▶ **Action item**:
Set down all of the entries exactly, leaving nothing out.

▶ **Extracted data entries**:

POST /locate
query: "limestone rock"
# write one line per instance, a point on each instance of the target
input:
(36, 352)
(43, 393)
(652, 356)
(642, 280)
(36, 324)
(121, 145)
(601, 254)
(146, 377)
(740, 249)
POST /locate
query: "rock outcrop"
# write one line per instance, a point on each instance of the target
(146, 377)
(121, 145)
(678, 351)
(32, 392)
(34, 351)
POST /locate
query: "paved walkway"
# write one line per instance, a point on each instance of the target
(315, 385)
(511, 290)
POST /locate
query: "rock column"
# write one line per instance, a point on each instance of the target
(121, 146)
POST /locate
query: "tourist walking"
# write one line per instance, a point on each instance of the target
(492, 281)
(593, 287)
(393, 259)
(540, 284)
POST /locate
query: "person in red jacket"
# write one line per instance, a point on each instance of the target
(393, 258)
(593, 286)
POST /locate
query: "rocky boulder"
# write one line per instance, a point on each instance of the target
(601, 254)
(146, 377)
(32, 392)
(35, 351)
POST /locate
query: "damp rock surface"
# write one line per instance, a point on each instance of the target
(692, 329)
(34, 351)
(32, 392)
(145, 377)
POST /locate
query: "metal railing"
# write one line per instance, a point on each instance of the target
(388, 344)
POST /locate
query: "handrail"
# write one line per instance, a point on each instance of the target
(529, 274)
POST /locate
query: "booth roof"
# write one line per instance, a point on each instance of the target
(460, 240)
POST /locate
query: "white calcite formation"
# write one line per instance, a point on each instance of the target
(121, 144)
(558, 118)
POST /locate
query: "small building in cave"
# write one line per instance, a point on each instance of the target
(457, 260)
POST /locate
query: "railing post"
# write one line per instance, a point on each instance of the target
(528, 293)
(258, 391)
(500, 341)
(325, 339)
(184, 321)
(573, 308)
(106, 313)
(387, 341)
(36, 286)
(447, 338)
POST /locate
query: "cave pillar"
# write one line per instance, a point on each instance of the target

▶ **Result for this exercise**:
POST /locate
query: "limestone rock"
# write one line per instance, a point on each instance of the target
input:
(36, 352)
(43, 393)
(652, 356)
(642, 280)
(36, 324)
(121, 145)
(601, 254)
(146, 377)
(740, 249)
POST /locate
query: "rock outcrop"
# write one line per instance, a point on each instance of the target
(146, 377)
(121, 145)
(678, 351)
(32, 392)
(34, 351)
POST /locate
query: "paved walkway"
# write one line per instance, a point on each instance of the target
(315, 385)
(511, 290)
POST /locate
query: "rock column"
# write one line per instance, a point on each instance of the target
(121, 146)
POST /locate
query: "tourist walking"
# write one line per instance, a point on each instance of the target
(492, 281)
(593, 287)
(393, 259)
(540, 284)
POST /locate
query: "person in red jacket"
# write one line per instance, a point on each instance of the target
(393, 258)
(593, 286)
POST /locate
query: "rocky boulder"
# write one line per instance, a point on each instance of the target
(601, 254)
(146, 377)
(32, 392)
(35, 351)
POST /locate
query: "damp rock surface"
# write one line per instance, a point on each instance of the target
(692, 329)
(34, 351)
(32, 392)
(145, 377)
POST /locate
query: "metal railing"
# write one line per instance, a point on each instance of the target
(388, 344)
POST /locate
query: "handrail"
# write one line per instance, a point on each instance of the target
(529, 274)
POST /locate
query: "booth roof"
# write one line per instance, a point on each instance of the target
(460, 240)
POST /locate
query: "white calcite formation"
# write one line per instance, a point on each instance of the target
(121, 144)
(558, 118)
POST /locate
query: "small building in cave"
# write one line per instance, a point on each instance of the target
(457, 260)
POST /locate
query: "railing post"
# write one line per instance, a point on each instance of the target
(528, 293)
(258, 391)
(500, 341)
(325, 339)
(184, 321)
(573, 308)
(106, 313)
(387, 341)
(36, 286)
(447, 338)
POST /locate
query: "cave pillar"
# write one line per instance, a point on each instance of the target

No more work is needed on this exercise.